* _What you should do_
Reproduce word for word every line of the listing below, starting at the line containing "truck, shaped like this sample" and ending at the line containing "Query: camouflage uniform", both included, and nothing else.
________
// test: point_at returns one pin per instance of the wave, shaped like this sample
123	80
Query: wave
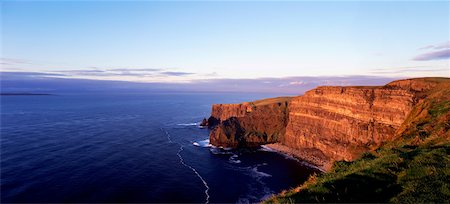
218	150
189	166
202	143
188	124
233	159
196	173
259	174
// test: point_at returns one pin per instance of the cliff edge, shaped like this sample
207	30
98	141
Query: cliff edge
________
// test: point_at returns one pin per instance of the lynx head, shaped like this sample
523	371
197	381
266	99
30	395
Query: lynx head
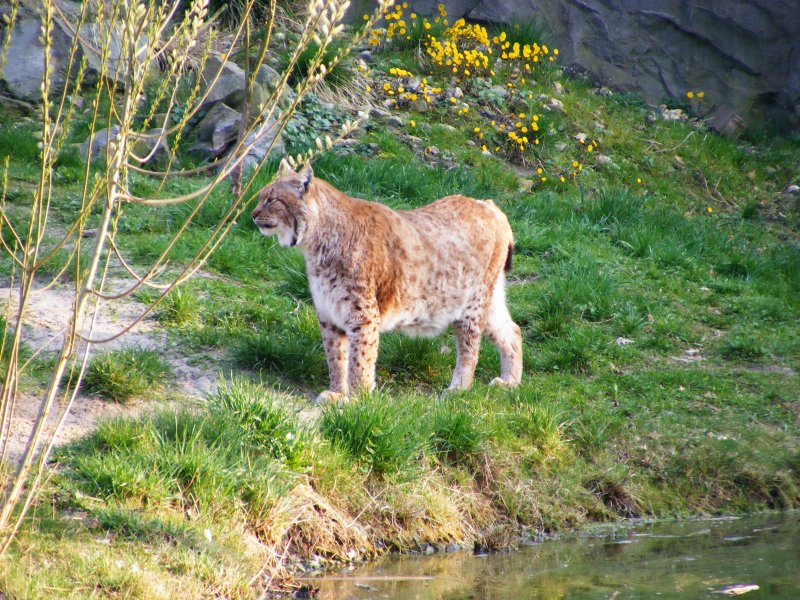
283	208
________
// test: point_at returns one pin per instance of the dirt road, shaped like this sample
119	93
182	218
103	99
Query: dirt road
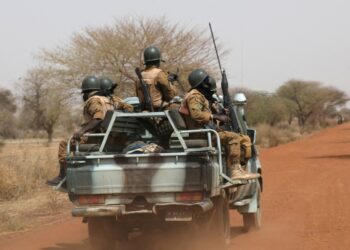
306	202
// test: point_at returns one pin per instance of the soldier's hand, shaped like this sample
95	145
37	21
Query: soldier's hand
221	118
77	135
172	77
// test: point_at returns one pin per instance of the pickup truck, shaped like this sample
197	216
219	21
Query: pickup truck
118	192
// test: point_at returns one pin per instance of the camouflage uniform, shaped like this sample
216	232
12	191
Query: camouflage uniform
________
* _Response_
// test: point_at returns one pin per instance of the pickup truck, shaped like this sample
197	216
219	21
Query: pickup truck
118	192
// test: point_at returns one pin per instance of the camouflage uniform, shaped like this sample
216	232
12	191
Query: camouflage uniform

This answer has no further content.